■ What the exercise asks ■
Find each line in the records below that contains the word "open" and copy those lines. Case counts.

■ Task input ■
□ □ □

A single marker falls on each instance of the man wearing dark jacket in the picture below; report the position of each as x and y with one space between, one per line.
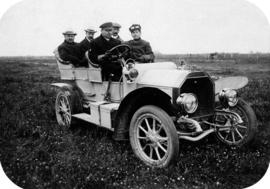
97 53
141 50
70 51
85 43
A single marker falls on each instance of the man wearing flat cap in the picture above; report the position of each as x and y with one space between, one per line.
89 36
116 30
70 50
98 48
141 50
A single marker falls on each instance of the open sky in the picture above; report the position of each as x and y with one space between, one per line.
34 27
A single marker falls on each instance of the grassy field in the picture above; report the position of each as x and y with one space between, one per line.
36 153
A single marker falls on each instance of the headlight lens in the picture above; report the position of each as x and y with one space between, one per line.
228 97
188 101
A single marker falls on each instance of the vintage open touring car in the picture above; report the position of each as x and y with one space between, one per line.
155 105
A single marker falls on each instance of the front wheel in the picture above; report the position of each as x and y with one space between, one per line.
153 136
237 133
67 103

□ □ □

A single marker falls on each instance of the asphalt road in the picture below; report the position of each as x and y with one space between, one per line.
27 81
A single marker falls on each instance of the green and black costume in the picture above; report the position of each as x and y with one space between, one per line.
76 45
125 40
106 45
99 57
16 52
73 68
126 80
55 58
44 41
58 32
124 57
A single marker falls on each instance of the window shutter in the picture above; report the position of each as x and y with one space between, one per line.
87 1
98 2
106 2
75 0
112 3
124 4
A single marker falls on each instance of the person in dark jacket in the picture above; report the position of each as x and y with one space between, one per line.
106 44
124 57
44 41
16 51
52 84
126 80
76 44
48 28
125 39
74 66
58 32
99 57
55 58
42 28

□ □ □

■ The solution ■
A single marker falls on each instance of the open sky in the picture above; report the position of each as x and y with one space between, one per line.
A single marker falls on each instance of the vintage open touring car in the picture above; report the position of each as x and y with one space between, one per line.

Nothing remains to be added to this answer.